==== DATA TO PROCESS ====

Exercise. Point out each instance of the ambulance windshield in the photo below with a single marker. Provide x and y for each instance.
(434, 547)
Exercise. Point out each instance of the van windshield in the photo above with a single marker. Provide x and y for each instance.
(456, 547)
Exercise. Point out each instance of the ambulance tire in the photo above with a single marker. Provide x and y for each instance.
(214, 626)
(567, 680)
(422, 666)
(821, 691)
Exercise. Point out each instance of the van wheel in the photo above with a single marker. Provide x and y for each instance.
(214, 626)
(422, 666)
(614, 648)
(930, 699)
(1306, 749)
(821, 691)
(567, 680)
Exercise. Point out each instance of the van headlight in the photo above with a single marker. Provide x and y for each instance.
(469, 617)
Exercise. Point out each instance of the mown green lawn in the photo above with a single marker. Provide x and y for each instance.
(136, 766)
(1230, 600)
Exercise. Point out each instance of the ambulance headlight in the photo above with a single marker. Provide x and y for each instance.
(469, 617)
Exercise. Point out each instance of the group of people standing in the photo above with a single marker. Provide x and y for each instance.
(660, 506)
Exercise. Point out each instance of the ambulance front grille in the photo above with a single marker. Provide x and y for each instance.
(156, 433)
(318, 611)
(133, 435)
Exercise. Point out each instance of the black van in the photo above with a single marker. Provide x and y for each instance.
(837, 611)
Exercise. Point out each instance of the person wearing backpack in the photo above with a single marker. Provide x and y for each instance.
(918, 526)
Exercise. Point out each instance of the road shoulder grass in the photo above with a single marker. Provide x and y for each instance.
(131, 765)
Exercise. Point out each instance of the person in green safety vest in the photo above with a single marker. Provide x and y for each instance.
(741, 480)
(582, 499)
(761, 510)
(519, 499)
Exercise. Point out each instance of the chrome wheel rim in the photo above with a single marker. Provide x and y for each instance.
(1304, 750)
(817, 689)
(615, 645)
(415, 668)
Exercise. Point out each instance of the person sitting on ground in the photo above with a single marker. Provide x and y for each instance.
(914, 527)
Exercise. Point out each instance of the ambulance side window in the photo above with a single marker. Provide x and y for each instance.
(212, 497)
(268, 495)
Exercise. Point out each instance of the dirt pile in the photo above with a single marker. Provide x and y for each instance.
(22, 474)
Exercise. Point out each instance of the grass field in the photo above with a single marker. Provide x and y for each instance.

====

### THE PROBLEM:
Rewrite all of the rows above with "marker" swapped for "dot" wherever it occurs, leaving every other word as it is.

### REPLY:
Exercise. Point out each instance of the ambulance windshield in the photo below with a single dot. Provide x and y for each instance.
(434, 547)
Exercise. Point out each instance of the van windshield in the photo above with a single dot. Provide x and y for each instance.
(456, 547)
Exercise. Point out each instance of the ambulance tire in the photo above with a single dot. Provide x and y for each instance.
(214, 626)
(567, 680)
(422, 666)
(821, 691)
Exercise. Point out each instance of the van wheel in the photo above with a single dot. Provide x and y for each instance.
(214, 626)
(422, 666)
(614, 648)
(930, 699)
(1306, 749)
(821, 691)
(567, 680)
Exercise. Point out each instance of the van headlight in the photo above with a single dot. Provide x and y for each instance.
(469, 617)
Exercise. Point out each instance of the mown green lawn in the photo above with a single dot. Provide x and y for each instance.
(136, 766)
(1230, 600)
Exercise. Point out each instance of the ambulance headlight in the photo above with a single dot. Provide x and y for each instance.
(469, 617)
Exercise. Point out each instance of the group of people standing in the photo above with a single dot. Provide x and y for each instance.
(660, 506)
Exercise. Point out each instance of the ambulance front grille in the photo above with a single dot. Provide x and y for each instance.
(156, 433)
(318, 611)
(133, 435)
Exercise. Point out each instance of the black van in the photo above with a single dot. Provide x and y for each instance.
(837, 611)
Exercise. Point out each instance of the person wearing backpack in the photo above with a single dot. Provide x and y for each instance.
(918, 526)
Exercise. Point out each instance of the road shoulder grass in the photo above with a single dot. Provide x and y for each instance.
(131, 765)
Exercise. Point out each instance of the person in green safety vest in the photo above with a single dot. Provide x and y for each instance.
(741, 480)
(582, 499)
(761, 510)
(519, 499)
Exercise. Point out each instance of the chrome wheel rim in the photo above with a single dot. Provide x and y for each instance.
(1304, 750)
(817, 689)
(615, 645)
(415, 668)
Exercise. Point out each instance of the person sitting on ground in the photo above with a single dot. Provide x and y for each instance.
(914, 527)
Exercise. Point out each instance of the ambulance side window in the photo above with a single dot. Provide x and y for each instance.
(212, 497)
(268, 495)
Exercise. Point out each instance of the dirt pile in the photo above with a single dot. Provide x and y for each instance.
(22, 474)
Exercise. Point out each instance of the grass field in the photo above with a single dot. Provide x and y for each instance.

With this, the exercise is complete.